#### TASK OBJECTIVE:
Convert every line of the entries below into a Markdown table with two columns, Row and Line, giving each line a row number and skipping blank lines.

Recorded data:
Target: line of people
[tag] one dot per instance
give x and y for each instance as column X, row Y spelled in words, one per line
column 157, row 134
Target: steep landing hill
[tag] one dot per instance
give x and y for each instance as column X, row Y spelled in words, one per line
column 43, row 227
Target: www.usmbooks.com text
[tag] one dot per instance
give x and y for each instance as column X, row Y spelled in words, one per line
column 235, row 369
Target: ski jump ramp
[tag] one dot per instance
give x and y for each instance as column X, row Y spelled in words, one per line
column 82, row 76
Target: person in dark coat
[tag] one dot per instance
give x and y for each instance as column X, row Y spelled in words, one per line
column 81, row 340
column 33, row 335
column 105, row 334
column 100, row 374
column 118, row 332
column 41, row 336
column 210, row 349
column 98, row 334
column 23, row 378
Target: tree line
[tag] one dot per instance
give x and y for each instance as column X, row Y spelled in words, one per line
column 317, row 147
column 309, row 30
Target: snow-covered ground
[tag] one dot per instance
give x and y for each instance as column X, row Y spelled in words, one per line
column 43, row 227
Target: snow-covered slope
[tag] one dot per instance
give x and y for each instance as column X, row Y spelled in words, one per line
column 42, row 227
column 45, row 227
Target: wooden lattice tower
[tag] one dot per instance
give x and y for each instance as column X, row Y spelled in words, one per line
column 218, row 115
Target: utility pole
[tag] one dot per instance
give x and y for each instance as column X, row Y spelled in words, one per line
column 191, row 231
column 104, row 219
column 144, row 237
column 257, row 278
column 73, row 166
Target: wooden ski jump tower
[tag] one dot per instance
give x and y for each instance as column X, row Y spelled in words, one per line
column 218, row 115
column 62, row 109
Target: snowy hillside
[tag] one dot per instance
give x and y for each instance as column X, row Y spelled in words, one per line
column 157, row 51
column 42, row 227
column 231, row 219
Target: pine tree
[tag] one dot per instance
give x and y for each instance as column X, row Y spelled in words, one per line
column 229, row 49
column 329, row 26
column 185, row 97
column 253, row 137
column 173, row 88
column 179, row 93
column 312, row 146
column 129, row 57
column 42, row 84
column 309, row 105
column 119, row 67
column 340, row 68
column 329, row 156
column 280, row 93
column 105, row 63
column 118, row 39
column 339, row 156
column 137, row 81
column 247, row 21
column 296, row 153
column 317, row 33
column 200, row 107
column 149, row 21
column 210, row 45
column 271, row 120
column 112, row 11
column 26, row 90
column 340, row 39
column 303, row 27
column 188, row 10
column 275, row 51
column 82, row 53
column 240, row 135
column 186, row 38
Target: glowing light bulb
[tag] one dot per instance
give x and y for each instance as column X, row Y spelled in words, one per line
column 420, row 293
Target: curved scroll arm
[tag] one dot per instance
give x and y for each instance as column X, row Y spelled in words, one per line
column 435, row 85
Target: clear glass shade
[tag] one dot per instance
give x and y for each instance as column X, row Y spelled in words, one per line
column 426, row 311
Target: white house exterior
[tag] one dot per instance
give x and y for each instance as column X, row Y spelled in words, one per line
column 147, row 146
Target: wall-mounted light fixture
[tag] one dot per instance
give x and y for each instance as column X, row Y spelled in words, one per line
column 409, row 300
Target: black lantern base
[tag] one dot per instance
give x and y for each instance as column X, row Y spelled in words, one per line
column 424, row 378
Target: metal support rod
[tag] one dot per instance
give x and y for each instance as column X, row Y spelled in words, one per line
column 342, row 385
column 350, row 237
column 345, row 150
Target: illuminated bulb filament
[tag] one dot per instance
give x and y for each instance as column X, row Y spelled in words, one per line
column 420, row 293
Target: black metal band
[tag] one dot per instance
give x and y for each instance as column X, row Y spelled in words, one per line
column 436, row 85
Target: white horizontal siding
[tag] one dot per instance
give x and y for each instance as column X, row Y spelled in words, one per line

#### THE SOLUTION:
| Row | Line |
|---|---|
| 1 | Target: line of people |
| 2 | [tag] one dot per instance |
| 3 | give x and y for each instance as column X, row Y spelled in words, one per line |
| 4 | column 157, row 134 |
| 5 | Target: steep landing hill |
| 6 | [tag] one dot per instance |
| 7 | give x and y for each instance as column X, row Y spelled in words, one per line |
| 8 | column 43, row 227 |
| 9 | Target: www.usmbooks.com text |
| 10 | [tag] one dot per instance |
| 11 | give x and y for each instance as column X, row Y spelled in words, one per line |
| 12 | column 235, row 369 |
| 13 | Target: ski jump ramp |
| 14 | [tag] one dot per instance |
| 15 | give x and y for each instance as column X, row Y spelled in words, one per line |
| 16 | column 82, row 76 |
| 17 | Target: person in dark coat |
| 18 | [tag] one dot per instance |
| 19 | give x and y for each instance as column X, row Y spelled in words, one per line |
| 20 | column 81, row 340 |
| 21 | column 33, row 335 |
| 22 | column 105, row 334 |
| 23 | column 100, row 374 |
| 24 | column 118, row 332 |
| 25 | column 41, row 336 |
| 26 | column 210, row 349 |
| 27 | column 98, row 334 |
| 28 | column 23, row 378 |
| 29 | Target: tree line |
| 30 | [tag] one dot per instance |
| 31 | give x and y for each instance as column X, row Y spelled in words, one per line |
| 32 | column 317, row 147 |
| 33 | column 309, row 30 |
| 34 | Target: snow-covered ground |
| 35 | [tag] one dot per instance |
| 36 | give x and y for each instance as column X, row Y spelled in words, one per line |
| 37 | column 43, row 227 |
| 38 | Target: snow-covered slope |
| 39 | [tag] one dot per instance |
| 40 | give x and y for each instance as column X, row Y spelled in words, one per line |
| 41 | column 42, row 227 |
| 42 | column 45, row 227 |
| 43 | Target: wooden lattice tower |
| 44 | [tag] one dot per instance |
| 45 | give x and y for each instance as column X, row Y spelled in words, one per line |
| 46 | column 218, row 115 |
| 47 | Target: utility pole |
| 48 | [tag] one dot per instance |
| 49 | give x and y for each instance as column X, row Y spelled in words, one per line |
| 50 | column 191, row 231 |
| 51 | column 104, row 219 |
| 52 | column 144, row 237 |
| 53 | column 257, row 278 |
| 54 | column 73, row 166 |
| 55 | Target: wooden ski jump tower |
| 56 | [tag] one dot per instance |
| 57 | give x and y for each instance as column X, row Y spelled in words, one per line |
| 58 | column 218, row 115 |
| 59 | column 62, row 109 |
| 60 | Target: snowy hillside |
| 61 | [tag] one dot per instance |
| 62 | give x and y for each instance as column X, row Y spelled in words, one per line |
| 63 | column 157, row 51 |
| 64 | column 42, row 227 |
| 65 | column 231, row 219 |
| 66 | Target: pine tree |
| 67 | [tag] one dot per instance |
| 68 | give x and y for each instance as column X, row Y spelled in words, one per line |
| 69 | column 229, row 49 |
| 70 | column 329, row 26 |
| 71 | column 185, row 97 |
| 72 | column 253, row 137 |
| 73 | column 173, row 88 |
| 74 | column 179, row 93 |
| 75 | column 312, row 146 |
| 76 | column 129, row 57 |
| 77 | column 42, row 84 |
| 78 | column 309, row 105 |
| 79 | column 119, row 67 |
| 80 | column 340, row 68 |
| 81 | column 329, row 156 |
| 82 | column 280, row 93 |
| 83 | column 105, row 63 |
| 84 | column 118, row 39 |
| 85 | column 339, row 156 |
| 86 | column 137, row 81 |
| 87 | column 247, row 21 |
| 88 | column 296, row 153 |
| 89 | column 317, row 33 |
| 90 | column 200, row 107 |
| 91 | column 149, row 21 |
| 92 | column 210, row 45 |
| 93 | column 271, row 120 |
| 94 | column 112, row 11 |
| 95 | column 26, row 90 |
| 96 | column 340, row 39 |
| 97 | column 303, row 27 |
| 98 | column 188, row 10 |
| 99 | column 275, row 51 |
| 100 | column 82, row 53 |
| 101 | column 240, row 135 |
| 102 | column 186, row 38 |
| 103 | Target: glowing light bulb |
| 104 | [tag] one dot per instance |
| 105 | give x and y for each instance as column X, row Y spelled in words, one per line |
| 106 | column 420, row 293 |
| 107 | Target: curved scroll arm |
| 108 | [tag] one dot per instance |
| 109 | give x and y for each instance as column X, row Y spelled in words, one per line |
| 110 | column 435, row 85 |
| 111 | Target: clear glass shade |
| 112 | [tag] one dot per instance |
| 113 | give x and y for each instance as column X, row Y spelled in words, one per line |
| 114 | column 426, row 311 |
| 115 | Target: white house exterior |
| 116 | [tag] one dot per instance |
| 117 | give x and y for each instance as column X, row Y spelled in words, one per line |
| 118 | column 147, row 146 |
| 119 | Target: wall-mounted light fixture |
| 120 | [tag] one dot per instance |
| 121 | give x and y for each instance as column X, row Y spelled in words, one per line |
| 122 | column 409, row 300 |
| 123 | Target: black lantern base |
| 124 | [tag] one dot per instance |
| 125 | give x and y for each instance as column X, row Y spelled in words, one per line |
| 126 | column 424, row 378 |
| 127 | Target: metal support rod |
| 128 | [tag] one dot per instance |
| 129 | give x and y for each instance as column X, row Y spelled in words, one per line |
| 130 | column 342, row 385 |
| 131 | column 350, row 237 |
| 132 | column 345, row 150 |
| 133 | Target: illuminated bulb filament |
| 134 | [tag] one dot per instance |
| 135 | give x and y for each instance as column X, row Y spelled in words, one per line |
| 136 | column 420, row 293 |
| 137 | Target: black metal band |
| 138 | [tag] one dot per instance |
| 139 | give x and y for each instance as column X, row Y spelled in words, one per line |
| 140 | column 436, row 85 |
| 141 | Target: white horizontal siding |
| 142 | [tag] one dot per instance |
| 143 | give x and y for each instance as column X, row Y spelled in words, one per line |